------ Input for this task ------
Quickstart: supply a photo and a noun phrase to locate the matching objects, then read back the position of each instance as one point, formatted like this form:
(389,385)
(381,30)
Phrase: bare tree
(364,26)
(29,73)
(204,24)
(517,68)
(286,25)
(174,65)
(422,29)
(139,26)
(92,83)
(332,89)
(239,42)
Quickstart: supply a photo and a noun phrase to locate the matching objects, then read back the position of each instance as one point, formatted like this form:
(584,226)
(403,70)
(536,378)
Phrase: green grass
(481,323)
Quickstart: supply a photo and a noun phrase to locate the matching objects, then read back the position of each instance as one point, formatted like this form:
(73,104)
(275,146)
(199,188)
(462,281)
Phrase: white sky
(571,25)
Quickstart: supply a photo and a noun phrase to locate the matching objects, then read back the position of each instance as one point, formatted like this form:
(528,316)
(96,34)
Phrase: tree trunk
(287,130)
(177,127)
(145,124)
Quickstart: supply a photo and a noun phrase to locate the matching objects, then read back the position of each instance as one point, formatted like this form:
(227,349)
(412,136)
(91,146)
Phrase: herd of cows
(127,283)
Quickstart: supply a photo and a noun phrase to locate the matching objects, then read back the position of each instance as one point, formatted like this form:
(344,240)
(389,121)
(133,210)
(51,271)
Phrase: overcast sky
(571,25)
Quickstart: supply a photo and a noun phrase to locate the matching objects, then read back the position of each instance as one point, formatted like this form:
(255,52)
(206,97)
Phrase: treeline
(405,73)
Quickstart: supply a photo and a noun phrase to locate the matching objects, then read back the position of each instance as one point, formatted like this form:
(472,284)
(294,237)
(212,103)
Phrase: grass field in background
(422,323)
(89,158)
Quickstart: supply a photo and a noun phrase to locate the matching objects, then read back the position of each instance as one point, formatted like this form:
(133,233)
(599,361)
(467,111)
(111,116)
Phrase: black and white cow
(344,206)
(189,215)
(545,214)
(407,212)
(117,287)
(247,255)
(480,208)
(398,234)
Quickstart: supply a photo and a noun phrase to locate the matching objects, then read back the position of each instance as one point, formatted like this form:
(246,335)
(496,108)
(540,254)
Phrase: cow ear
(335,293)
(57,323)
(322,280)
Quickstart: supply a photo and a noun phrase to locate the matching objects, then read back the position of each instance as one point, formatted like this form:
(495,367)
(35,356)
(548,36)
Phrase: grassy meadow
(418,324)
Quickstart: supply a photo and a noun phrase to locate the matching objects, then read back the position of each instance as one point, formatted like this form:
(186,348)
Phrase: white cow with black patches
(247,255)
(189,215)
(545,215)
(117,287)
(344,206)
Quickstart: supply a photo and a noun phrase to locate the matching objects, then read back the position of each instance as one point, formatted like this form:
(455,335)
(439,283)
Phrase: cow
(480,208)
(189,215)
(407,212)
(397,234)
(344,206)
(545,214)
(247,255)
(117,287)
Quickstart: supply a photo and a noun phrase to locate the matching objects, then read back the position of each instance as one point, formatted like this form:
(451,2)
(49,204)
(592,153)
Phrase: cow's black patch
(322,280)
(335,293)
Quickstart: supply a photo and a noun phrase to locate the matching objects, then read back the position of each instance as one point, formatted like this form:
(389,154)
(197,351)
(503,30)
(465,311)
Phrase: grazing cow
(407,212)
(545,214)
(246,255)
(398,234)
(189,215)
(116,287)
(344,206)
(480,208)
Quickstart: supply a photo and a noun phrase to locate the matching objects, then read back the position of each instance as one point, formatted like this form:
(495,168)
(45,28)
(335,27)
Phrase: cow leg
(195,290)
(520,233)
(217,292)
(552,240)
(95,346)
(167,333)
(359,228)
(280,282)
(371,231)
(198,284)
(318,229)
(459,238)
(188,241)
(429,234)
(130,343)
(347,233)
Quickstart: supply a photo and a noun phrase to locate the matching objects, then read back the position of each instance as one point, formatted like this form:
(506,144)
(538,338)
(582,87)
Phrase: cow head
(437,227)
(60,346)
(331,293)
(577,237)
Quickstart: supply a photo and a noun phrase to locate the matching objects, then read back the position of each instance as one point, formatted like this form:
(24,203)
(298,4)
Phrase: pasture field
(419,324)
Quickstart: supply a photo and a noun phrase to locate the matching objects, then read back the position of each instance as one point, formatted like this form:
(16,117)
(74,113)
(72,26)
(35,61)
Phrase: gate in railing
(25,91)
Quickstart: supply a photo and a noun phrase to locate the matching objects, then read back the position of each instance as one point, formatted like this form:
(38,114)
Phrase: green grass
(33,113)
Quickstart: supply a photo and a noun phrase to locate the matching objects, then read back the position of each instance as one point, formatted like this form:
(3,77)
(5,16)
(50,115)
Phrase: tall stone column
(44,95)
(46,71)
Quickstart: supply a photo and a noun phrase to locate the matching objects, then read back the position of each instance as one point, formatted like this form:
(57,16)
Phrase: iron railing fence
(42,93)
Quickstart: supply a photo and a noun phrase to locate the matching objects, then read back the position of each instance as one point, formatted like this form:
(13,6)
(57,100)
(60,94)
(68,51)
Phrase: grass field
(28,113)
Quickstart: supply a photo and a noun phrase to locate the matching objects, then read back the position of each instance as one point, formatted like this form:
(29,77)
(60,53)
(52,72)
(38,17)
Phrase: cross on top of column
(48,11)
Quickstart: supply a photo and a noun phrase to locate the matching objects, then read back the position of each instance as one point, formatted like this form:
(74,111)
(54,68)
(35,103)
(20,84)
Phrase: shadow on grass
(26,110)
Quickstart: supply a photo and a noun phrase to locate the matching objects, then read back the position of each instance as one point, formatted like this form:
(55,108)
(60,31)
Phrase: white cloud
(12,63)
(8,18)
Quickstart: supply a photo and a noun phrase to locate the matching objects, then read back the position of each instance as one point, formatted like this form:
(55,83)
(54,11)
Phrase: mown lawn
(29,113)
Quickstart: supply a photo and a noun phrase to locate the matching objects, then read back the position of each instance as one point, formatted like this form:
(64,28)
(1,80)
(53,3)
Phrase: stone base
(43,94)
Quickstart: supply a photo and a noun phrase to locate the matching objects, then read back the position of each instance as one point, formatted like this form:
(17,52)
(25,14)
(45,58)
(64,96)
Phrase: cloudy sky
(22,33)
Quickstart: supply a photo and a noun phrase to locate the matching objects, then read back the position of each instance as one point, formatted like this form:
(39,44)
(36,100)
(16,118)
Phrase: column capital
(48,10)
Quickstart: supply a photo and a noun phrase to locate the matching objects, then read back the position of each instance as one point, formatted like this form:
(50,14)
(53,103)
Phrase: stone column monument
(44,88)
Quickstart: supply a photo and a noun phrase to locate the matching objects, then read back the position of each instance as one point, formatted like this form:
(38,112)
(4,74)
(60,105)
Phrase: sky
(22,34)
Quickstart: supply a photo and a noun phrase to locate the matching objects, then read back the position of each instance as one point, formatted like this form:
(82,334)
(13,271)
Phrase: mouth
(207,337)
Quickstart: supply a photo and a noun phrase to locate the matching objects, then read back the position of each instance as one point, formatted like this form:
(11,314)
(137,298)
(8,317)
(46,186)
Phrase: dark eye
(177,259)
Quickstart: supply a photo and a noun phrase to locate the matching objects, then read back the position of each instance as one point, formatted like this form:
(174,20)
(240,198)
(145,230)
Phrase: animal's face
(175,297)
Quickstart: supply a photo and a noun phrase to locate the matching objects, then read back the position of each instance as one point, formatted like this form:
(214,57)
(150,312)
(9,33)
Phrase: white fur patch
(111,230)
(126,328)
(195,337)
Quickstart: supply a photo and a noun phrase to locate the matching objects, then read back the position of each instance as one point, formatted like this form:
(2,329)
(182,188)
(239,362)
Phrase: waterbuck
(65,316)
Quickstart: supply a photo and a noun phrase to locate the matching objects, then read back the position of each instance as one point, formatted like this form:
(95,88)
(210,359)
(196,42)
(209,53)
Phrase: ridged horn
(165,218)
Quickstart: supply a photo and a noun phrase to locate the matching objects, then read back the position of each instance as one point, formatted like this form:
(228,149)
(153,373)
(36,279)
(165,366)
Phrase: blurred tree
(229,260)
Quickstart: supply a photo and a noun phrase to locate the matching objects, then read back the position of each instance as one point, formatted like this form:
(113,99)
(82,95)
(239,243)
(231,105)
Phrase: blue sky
------
Brief. Pull together every line in the rows above that contains the word "column".

Exercise output.
Phrase: tall stone column
Phrase: cross on top of column
Phrase: column capital
Phrase: stone column monument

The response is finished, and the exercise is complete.